Selected passage>
* * * * * * * * *
Original-research-article

Residual Polyphenols, Phytate and In-vitro Protein Digestibility of Extruded Sorghum-Bambara Groundnut Blends

 

David Iordehiin Gbenyi1*, Iro Nkama2, Mamudu Halidu Badau3 and Nahemiah Danbaba4

1Department of Food Science and Technology, The Federal Polytechnic, P.M.B. 35, Mubi, Nigeria.

2Department of Food Science and Technology, University of Nigeria, Nsukka, Nigeria.

3Department of Food Science and Technology, University of Maiduguri, P.M.B 1069, Maiduguri, Nigeria.

4Food Technology and Value addition Research Program, National Cereals Research Institute, Badeggi, P.M.B 8, Bida, Niger State, Nigeria.

Article Information
Editor(s):
(1) T. P. West, Department of Chemistry, Texas A&M University-Commerce, USA.
Reviewers:
(1) Fatema Hossain Brishti, University Putra Malaysia, Malaysia.
* * * * * * * * *
Assigned task 1> Write out everything in the article header from "Article Information" down to "Putra Malaysia, Malaysia.".
Assigned task 2> List the authors named in the article header.
Rely only on the article header above.
* * * * * * * * *
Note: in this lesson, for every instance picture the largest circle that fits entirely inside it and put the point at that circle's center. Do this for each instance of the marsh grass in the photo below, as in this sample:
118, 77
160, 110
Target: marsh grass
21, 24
* * * * * * * * *
Response 1>
Article Information
Editor(s):
(1) T. P. West, Department of Chemistry, Texas A&M University-Commerce, USA.
Reviewers:
(1) Fatema Hossain Brishti, University Putra Malaysia, Malaysia.

Response 2>
David Iordehiin Gbenyi
Iro Nkama
Mamudu Halidu Badau
Nahemiah Danbaba